Give all the entries again with "keypoint" swapped for "marker" everywhere it appears, and change nothing else. Leave out the pictures.

::: RAW RECORDS :::

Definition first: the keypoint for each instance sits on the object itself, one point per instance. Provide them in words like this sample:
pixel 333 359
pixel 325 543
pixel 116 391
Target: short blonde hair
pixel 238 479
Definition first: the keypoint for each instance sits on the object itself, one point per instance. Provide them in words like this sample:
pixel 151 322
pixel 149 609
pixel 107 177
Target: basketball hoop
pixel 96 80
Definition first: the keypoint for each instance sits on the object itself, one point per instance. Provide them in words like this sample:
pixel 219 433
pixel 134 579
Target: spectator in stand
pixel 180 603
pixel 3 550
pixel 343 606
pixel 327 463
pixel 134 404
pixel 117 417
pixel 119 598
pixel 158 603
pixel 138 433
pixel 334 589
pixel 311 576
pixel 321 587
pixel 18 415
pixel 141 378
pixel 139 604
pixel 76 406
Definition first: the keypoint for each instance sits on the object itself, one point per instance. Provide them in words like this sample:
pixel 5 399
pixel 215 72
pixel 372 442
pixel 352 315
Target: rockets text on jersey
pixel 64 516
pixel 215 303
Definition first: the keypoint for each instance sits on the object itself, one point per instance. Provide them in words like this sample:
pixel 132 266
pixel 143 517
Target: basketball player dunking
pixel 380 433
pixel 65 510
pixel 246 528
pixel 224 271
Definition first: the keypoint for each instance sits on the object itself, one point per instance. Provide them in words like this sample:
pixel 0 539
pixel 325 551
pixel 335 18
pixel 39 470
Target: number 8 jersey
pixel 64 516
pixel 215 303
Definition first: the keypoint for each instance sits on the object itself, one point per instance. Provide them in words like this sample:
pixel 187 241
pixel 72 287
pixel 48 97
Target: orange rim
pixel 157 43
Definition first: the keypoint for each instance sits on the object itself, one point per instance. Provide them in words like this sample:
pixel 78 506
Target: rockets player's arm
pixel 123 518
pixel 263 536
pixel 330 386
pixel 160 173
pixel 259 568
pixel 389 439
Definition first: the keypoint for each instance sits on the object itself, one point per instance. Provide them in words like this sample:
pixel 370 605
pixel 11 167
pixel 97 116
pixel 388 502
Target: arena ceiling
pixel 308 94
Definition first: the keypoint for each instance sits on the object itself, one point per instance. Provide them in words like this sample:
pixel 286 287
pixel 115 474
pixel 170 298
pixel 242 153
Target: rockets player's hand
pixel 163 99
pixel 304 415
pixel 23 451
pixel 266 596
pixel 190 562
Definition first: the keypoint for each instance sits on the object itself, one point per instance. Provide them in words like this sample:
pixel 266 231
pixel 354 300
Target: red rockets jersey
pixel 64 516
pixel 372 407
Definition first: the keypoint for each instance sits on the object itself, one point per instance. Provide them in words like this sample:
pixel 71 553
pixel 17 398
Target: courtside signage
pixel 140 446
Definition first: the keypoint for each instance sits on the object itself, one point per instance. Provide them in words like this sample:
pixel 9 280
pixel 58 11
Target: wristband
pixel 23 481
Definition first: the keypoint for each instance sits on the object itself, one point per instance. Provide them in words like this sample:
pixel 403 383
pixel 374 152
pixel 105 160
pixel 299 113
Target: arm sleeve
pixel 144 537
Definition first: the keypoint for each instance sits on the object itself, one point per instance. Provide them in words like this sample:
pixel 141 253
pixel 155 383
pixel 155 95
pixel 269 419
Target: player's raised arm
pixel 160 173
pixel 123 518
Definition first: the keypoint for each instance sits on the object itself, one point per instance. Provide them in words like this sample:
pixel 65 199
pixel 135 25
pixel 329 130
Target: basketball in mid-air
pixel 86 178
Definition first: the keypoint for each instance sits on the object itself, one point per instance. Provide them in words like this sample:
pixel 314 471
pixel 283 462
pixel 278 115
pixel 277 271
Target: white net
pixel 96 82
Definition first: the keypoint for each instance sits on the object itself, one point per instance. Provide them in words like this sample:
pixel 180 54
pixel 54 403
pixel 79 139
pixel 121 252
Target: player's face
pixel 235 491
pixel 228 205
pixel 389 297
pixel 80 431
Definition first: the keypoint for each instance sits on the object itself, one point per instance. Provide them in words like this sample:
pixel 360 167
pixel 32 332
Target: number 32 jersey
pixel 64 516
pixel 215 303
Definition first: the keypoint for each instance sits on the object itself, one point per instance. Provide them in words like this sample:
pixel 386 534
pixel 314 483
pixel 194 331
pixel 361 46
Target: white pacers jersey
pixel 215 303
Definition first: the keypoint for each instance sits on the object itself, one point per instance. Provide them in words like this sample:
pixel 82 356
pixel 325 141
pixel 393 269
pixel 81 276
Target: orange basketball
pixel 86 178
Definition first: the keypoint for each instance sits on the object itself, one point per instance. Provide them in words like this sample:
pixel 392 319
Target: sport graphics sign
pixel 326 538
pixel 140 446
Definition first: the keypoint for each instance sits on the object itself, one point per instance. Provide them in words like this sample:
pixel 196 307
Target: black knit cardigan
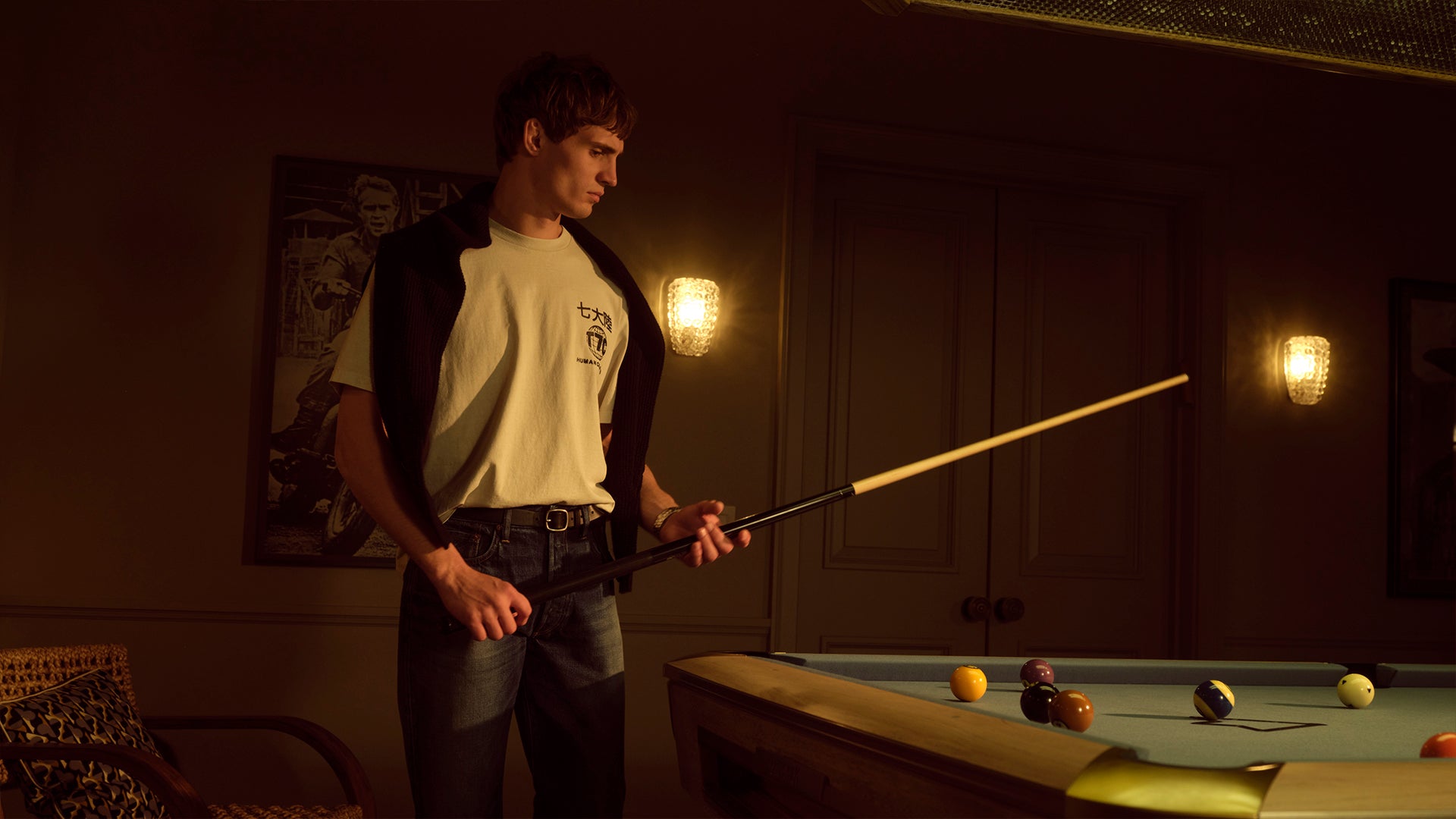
pixel 419 290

:::

RESPONSE.
Definition first: the marker for each instance sits on the object itself, one point per instance. Provide them in words like this sample:
pixel 333 359
pixel 325 543
pixel 116 391
Target: short blonde hair
pixel 238 479
Definition first: the marker for each instance sits on the object itself, one point per instance. Provide them in words like this sample:
pixel 151 322
pixel 149 609
pixel 107 177
Target: basketball hoop
pixel 96 80
Definition first: the marker for each instance sits on the object itself, one point per instance. Provide them in words like this sample:
pixel 219 433
pixel 134 579
Target: spectator in stand
pixel 180 603
pixel 3 550
pixel 343 606
pixel 327 463
pixel 134 404
pixel 117 417
pixel 119 598
pixel 158 603
pixel 138 433
pixel 334 589
pixel 311 576
pixel 321 587
pixel 18 415
pixel 141 378
pixel 139 604
pixel 76 406
Definition first: the marker for each instance sits on the object itself, one point per instance. Provide them in words like this sample:
pixel 5 399
pixel 215 72
pixel 372 442
pixel 352 315
Target: rockets text on jersey
pixel 64 516
pixel 215 303
Definition first: the marker for each instance sits on the object itself, one point per instance. Provide them in words like this sample:
pixel 132 266
pixel 143 517
Target: basketball player dunking
pixel 380 433
pixel 65 510
pixel 246 528
pixel 224 271
Definition first: the marker for each instance sits on the object itself, one point per instance. Provide them in words like this sample:
pixel 0 539
pixel 325 551
pixel 335 18
pixel 39 470
Target: number 8 jersey
pixel 64 516
pixel 215 303
Definition first: the marker for each instance sits on the object itself, one point per instance. Provide them in words like this sample:
pixel 187 241
pixel 72 287
pixel 48 97
Target: orange rim
pixel 157 43
Definition first: the marker for each instance sits on the object itself, one point per instance. Provide them in words like this sample:
pixel 78 506
Target: rockets player's arm
pixel 123 518
pixel 263 536
pixel 330 386
pixel 160 173
pixel 259 568
pixel 389 439
Definition first: the marker for each instance sits on the object itself, one point per instance. Provide them in words like this sample:
pixel 370 605
pixel 11 167
pixel 97 116
pixel 388 502
Target: arena ceiling
pixel 308 94
Definition first: the marker for each instance sits on the object itself, one point per instance. Provide them in words like this sample:
pixel 286 287
pixel 115 474
pixel 170 298
pixel 242 153
Target: rockets player's hand
pixel 163 99
pixel 304 415
pixel 23 451
pixel 266 596
pixel 190 562
Definition first: the marker for each instance sits on the object itself, one point per instance. Provide them in words like this sample:
pixel 266 231
pixel 354 300
Target: red rockets jersey
pixel 64 516
pixel 372 407
Definition first: the marker for each instance sits on the object itself, one point per instance. Provide them in words like this sample:
pixel 71 553
pixel 17 398
Target: courtside signage
pixel 140 446
Definition first: the marker for each instance sits on the object itself, one point per instance. Provide them in words like this sample:
pixel 9 280
pixel 58 11
Target: wristband
pixel 23 481
Definition first: the marker for each instance sits on the object itself, one point per instance. Provide them in words like this sample:
pixel 403 383
pixel 374 152
pixel 105 160
pixel 299 113
Target: arm sleeve
pixel 144 537
Definition first: the marker for each instance sits on the object itself, one point per instance. Provide them in words like this sample:
pixel 141 253
pixel 155 383
pixel 155 95
pixel 269 419
Target: player's raised arm
pixel 160 173
pixel 123 518
Definition first: the marker for each instance sits on the object itself, one point per instance. Provide them in words like this sample:
pixel 65 199
pixel 135 25
pixel 329 130
Target: basketball in mid-air
pixel 86 178
Definition first: the marker for each instance sits on the object itself, one point per instance. Provide them in words like this sample:
pixel 314 471
pixel 283 462
pixel 278 115
pixel 277 271
Target: white net
pixel 96 82
Definition first: the marker for each instance sits on the object itself, one point per instance. Provide them in words like this sample:
pixel 180 54
pixel 54 403
pixel 79 139
pixel 121 252
Target: player's face
pixel 235 491
pixel 228 205
pixel 389 297
pixel 80 431
Definition first: the marker for each instance sits on the object itself, one point per instance. Provide them in words like this sample:
pixel 360 167
pixel 32 332
Target: number 32 jersey
pixel 64 516
pixel 215 303
Definition first: the marker for each instance sits on the object itself, one point per instance. Provide them in words like this sample:
pixel 386 534
pixel 314 483
pixel 194 331
pixel 361 46
Target: white pacers jersey
pixel 215 303
Definition first: the marker for each instance sits on the object itself, one point per instance. Provide them in words like this sample:
pixel 82 356
pixel 325 141
pixel 393 269
pixel 81 276
Target: orange basketball
pixel 86 178
Definition first: the marker for each instance sits on the object itself, one point per instance. Provide them in words like this sample:
pixel 392 319
Target: sport graphics sign
pixel 326 538
pixel 140 446
Definition first: the marker for each instance sits on the object itself, one point per instance. Provide them in words like this sample:
pixel 196 307
Target: black knit cardigan
pixel 419 290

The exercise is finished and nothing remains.